## Requirement
Reformat the portion of the entries below that begins with the line containing "Guideline: mark the black-framed" and ends with the line containing "[[304, 527]]" as a numbered list, with both of those lines included and any blank lines omitted. Leave out all other lines.

## Supplied data
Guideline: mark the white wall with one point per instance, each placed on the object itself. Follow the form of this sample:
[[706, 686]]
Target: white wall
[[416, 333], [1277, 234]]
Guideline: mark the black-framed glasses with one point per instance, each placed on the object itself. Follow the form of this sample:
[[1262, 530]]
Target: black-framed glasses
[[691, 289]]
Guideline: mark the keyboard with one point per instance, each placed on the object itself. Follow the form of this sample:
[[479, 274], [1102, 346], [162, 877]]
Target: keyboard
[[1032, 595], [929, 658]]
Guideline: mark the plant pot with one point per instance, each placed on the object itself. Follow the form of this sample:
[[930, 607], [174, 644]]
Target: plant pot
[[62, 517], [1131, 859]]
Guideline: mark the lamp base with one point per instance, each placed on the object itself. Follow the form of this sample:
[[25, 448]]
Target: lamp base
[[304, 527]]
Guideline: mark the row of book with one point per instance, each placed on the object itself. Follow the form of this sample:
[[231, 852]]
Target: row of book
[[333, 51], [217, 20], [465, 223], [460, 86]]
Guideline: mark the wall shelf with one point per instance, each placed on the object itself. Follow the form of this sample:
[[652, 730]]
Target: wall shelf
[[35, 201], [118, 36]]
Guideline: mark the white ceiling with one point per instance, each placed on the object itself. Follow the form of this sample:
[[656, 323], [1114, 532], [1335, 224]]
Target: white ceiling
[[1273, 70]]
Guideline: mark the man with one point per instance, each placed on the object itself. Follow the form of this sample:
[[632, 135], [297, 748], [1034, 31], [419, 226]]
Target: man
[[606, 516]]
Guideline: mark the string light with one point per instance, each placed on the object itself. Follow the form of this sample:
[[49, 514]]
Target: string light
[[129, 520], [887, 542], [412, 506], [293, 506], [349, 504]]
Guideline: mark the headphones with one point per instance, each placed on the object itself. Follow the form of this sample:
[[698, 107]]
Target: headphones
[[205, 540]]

## Task solution
1. Guideline: mark the black-framed glasses with one point per instance, each placed on the object itself. Follow the form of this sample:
2. [[1262, 530]]
3. Target: black-framed glasses
4. [[691, 289]]
5. Guideline: mark the keyboard with one point per instance, each placed on the object itself. Follow the form of this sample:
6. [[479, 274], [1102, 346], [162, 877]]
7. Target: keyboard
8. [[1032, 595], [929, 658]]
9. Guideline: mark the plant pot with one point per instance, each placed on the object itself. Follow the form of this sample:
10. [[930, 607], [174, 644]]
11. Target: plant pot
12. [[62, 517], [1131, 859]]
13. Guideline: mark the lamp base with one point per instance, each placed on the object itself. Follow the form of this sample:
14. [[25, 448]]
15. Target: lamp base
16. [[304, 527]]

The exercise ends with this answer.